* [AIM OF THE EXERCISE]:
Present every line of the entries below as a numbered list, omitting any blank lines.
--- BEGIN MATERIAL FOR THE TASK ---
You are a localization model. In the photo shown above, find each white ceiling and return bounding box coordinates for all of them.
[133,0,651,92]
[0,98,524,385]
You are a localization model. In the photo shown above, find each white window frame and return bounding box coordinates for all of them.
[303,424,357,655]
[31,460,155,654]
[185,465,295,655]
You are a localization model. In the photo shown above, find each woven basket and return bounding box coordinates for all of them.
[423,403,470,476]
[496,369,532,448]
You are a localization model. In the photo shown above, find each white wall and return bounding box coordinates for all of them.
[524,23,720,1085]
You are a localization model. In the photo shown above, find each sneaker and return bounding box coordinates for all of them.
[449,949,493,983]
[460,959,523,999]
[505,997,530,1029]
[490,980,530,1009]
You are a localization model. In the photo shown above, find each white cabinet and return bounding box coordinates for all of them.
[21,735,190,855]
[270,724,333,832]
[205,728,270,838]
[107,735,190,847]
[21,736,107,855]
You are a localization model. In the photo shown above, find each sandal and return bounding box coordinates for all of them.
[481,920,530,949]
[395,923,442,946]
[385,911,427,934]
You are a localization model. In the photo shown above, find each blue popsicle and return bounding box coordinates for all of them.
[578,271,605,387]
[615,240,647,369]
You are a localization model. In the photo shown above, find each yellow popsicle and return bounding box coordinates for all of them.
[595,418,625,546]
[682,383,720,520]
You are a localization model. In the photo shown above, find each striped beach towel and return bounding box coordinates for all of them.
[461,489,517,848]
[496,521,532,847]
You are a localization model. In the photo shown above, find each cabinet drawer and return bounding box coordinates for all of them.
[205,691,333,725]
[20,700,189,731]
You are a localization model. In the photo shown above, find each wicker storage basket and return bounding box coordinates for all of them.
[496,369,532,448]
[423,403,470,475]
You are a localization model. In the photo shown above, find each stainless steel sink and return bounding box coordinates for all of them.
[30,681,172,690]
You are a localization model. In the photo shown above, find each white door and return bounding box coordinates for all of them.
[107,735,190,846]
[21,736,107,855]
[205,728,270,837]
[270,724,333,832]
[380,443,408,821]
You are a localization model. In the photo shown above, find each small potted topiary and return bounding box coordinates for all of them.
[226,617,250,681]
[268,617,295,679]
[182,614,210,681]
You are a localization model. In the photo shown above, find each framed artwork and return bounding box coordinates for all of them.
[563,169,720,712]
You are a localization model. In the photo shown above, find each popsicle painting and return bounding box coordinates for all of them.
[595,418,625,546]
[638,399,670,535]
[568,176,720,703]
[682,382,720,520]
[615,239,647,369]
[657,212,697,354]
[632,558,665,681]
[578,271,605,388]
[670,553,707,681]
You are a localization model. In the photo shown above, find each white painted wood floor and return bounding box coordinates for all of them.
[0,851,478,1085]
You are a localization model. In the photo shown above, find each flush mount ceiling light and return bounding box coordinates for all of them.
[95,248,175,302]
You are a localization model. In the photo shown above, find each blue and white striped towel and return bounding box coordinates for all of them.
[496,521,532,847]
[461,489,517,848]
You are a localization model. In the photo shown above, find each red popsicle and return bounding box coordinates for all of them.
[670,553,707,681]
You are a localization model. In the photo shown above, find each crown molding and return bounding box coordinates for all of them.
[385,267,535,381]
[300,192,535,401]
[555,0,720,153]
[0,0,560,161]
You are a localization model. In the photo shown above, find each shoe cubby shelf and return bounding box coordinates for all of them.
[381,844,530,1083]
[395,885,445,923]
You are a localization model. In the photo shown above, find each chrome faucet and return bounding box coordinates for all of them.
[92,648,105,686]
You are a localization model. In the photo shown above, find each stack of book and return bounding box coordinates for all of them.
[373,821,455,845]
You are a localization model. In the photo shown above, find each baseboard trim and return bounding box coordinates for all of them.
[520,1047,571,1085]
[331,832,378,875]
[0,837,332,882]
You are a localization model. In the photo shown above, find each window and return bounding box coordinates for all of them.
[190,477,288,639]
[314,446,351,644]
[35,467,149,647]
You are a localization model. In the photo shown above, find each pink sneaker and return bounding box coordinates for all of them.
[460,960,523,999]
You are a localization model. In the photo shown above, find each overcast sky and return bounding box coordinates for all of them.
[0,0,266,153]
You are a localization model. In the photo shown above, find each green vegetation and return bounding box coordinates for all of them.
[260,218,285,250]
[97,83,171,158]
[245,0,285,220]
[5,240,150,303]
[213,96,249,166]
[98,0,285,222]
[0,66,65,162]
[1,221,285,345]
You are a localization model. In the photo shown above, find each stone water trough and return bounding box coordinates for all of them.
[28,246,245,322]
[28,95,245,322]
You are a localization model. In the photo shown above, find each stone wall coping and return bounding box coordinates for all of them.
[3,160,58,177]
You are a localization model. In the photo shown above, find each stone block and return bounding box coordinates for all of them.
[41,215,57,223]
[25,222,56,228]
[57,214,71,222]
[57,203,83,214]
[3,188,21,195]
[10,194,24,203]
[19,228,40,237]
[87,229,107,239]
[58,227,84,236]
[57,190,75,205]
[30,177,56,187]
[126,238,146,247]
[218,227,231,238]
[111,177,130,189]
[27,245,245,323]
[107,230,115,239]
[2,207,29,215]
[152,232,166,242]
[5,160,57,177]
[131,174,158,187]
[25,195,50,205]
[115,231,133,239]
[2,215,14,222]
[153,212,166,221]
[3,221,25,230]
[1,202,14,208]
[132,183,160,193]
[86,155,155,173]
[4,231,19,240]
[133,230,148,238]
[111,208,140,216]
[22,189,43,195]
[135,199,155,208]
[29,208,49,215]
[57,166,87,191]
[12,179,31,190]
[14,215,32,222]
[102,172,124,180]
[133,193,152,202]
--- END MATERIAL FOR THE TASK ---
* [FULL SOLUTION]:
1. You are a localization model. In the photo shown above, find each white ceiling and return bounding box coordinates for all of them.
2. [133,0,651,92]
3. [0,98,524,385]
4. You are a localization model. In the photo shown above, find each white window frame and return bounding box coordinates for all of them.
5. [303,424,357,655]
6. [31,460,155,654]
7. [185,465,295,655]
8. You are a localization model. In the photo shown above, find each woven basket and return bounding box coordinates for all of them.
9. [423,403,470,476]
10. [496,369,532,448]
11. You are a localization model. In the photo shown above, find each white wall and return bounding box coordinates for all of them.
12. [524,23,720,1085]
13. You are a localization model. In the photo shown above, find each sneaker and return bounding box coordinates for all of them.
14. [449,949,493,983]
15. [460,959,523,999]
16. [505,997,530,1029]
17. [490,980,530,1009]
18. You are a localization model. In the photo shown above, find each white cabinet and return bounding box coordinates for all of them.
19. [21,735,190,855]
20. [270,724,333,832]
21. [205,728,270,838]
22. [107,735,190,847]
23. [21,736,107,855]
24. You are a localization model. In the photo shown above, find each sandal and return bounding box coordinates for all of them.
25. [481,920,530,949]
26. [395,923,442,946]
27. [385,911,427,934]
28. You are a localization model. In the photo shown above, find each blue popsicle and return bounding box coordinates for all of them.
29. [578,271,605,387]
30. [615,240,647,369]
31. You are a localization model. In the photo shown above, find each yellow popsicle and return bounding box coordinates for all of them.
32. [595,418,625,546]
33. [682,383,720,520]
34. You are a localization model. In the photo shown above, find each striped beach towel and return bounding box coordinates for all of them.
35. [461,489,517,848]
36. [496,521,532,847]
37. You are a localization model. In the photo shown above, find each cabinet drawer and return bounding box coordinates for all of them.
38. [205,691,333,725]
39. [20,700,189,731]
40. You are a localization model. In the photo shown above, find each wicker storage basket and return bounding box coordinates for all of them.
41. [496,369,532,448]
42. [423,403,470,475]
43. You are a localization model. In the photo shown above, find each stainless steel sink and return bounding box coordinates for all of them.
44. [30,681,172,690]
45. You are a localization model. In the photo shown above, find each white door and return bounding box coordinates for all of them.
46. [107,735,190,846]
47. [21,736,107,855]
48. [205,728,270,837]
49. [270,724,333,832]
50. [380,443,408,821]
51. You are a localization model. In the photo shown above, find each small potted topiary and return bounding box coordinates for all of them.
52. [226,617,250,681]
53. [268,617,295,679]
54. [182,614,210,681]
55. You are a localization model. In the photo shown above, find each framed artwork and return bounding box coordinates for all of them.
56. [563,169,720,712]
57. You are a localization model. In the photo shown above, find each popsicle painting and return bounding box coordinates for all of them.
58. [595,418,625,546]
59. [638,399,670,535]
60. [568,176,720,703]
61. [682,382,720,520]
62. [615,239,647,369]
63. [657,212,697,354]
64. [632,558,665,681]
65. [578,271,605,388]
66. [670,553,707,681]
67. You are a localization model. In the photo shown above, find each white painted wood floor and return bounding box coordinates for all of them.
68. [0,851,478,1085]
69. You are a localization model. In the photo shown above, find each flush mount ceiling light and return bounding box coordinates for all of them.
70. [95,248,175,302]
71. You are a localization model. In the photo shown above, find each blue and white striped towel and return bounding box coordinates for all of them.
72. [496,521,532,847]
73. [461,489,517,848]
74. You are a localization model. In the photo shown above, find each red popsicle and return bounding box coordinates for all of them.
75. [670,553,707,681]
76. You are a localization model. In the photo shown above, find each crown molding and return bounding box coordinates for all of them.
77. [385,267,535,381]
78. [300,192,535,401]
79. [555,0,720,153]
80. [0,0,560,161]
81. You are a localization model. In the photo shown above, find each shoe cubby shelf and return bounding box coordinates for all of them.
82. [381,844,530,1083]
83. [395,885,445,923]
84. You are a localization model. In the photo shown above, find each chrome faucet and return bounding box coordinates for all of them.
85. [92,648,105,686]
86. You are a localization model. In the photo shown above, find each stack of book and return bounding box coordinates for all of them.
87. [373,821,455,845]
88. You are a localization model. In the photo shown above, find each baseboard trim and return bounding box coordinates for all of them.
89. [520,1047,571,1085]
90. [331,832,378,875]
91. [0,837,332,882]
92. You are a localization model. In the photo shown above, find each window and return bounding box coordinates for all of them.
93. [190,477,288,639]
94. [314,446,351,644]
95. [35,467,149,647]
96. You are a localization model. In the photo shown above, find each pink sneaker and return bounding box coordinates for all of them.
97. [460,960,523,999]
98. You are a localization model. In the photo shown above, find each overcast sky and return bounding box coordinates for all of them.
99. [0,0,266,153]
100. You are a localization model. In the photo shown above, find each green vegetation and return bounding box coordinates for all of them.
101. [260,218,285,250]
102. [97,83,171,158]
103. [245,0,285,220]
104. [5,240,150,303]
105. [213,96,249,166]
106. [98,0,285,222]
107. [0,66,65,162]
108. [1,221,285,345]
109. You are a localization model. In the photo shown above, find each stone water trough and return bounding box coordinates for all of them.
110. [28,246,245,322]
111. [28,95,245,322]
112. You are a localization model. In the photo shown above, find each stone wall coping and return bounding box coordinates for all of them.
113. [3,160,58,177]
114. You are a localization model. In the photo shown above, find each stone block and return bounding box coordinates for all of them.
115. [41,215,57,223]
116. [25,222,56,228]
117. [57,214,71,222]
118. [57,203,83,214]
119. [3,188,21,195]
120. [10,194,24,203]
121. [19,228,40,237]
122. [87,229,107,239]
123. [58,227,84,236]
124. [57,190,75,205]
125. [30,177,56,187]
126. [126,238,146,247]
127. [218,227,231,238]
128. [111,177,130,189]
129. [27,245,245,323]
130. [107,230,115,239]
131. [2,207,29,215]
132. [152,232,166,242]
133. [5,160,57,177]
134. [131,174,158,187]
135. [25,195,50,205]
136. [115,231,133,239]
137. [2,215,14,222]
138. [153,212,166,221]
139. [3,221,25,230]
140. [1,202,14,208]
141. [132,183,160,193]
142. [86,155,155,173]
143. [4,231,19,240]
144. [133,230,148,238]
145. [111,208,140,216]
146. [22,189,43,195]
147. [135,199,155,208]
148. [29,208,49,215]
149. [57,166,87,191]
150. [12,179,31,190]
151. [14,215,32,222]
152. [102,172,124,180]
153. [133,193,152,202]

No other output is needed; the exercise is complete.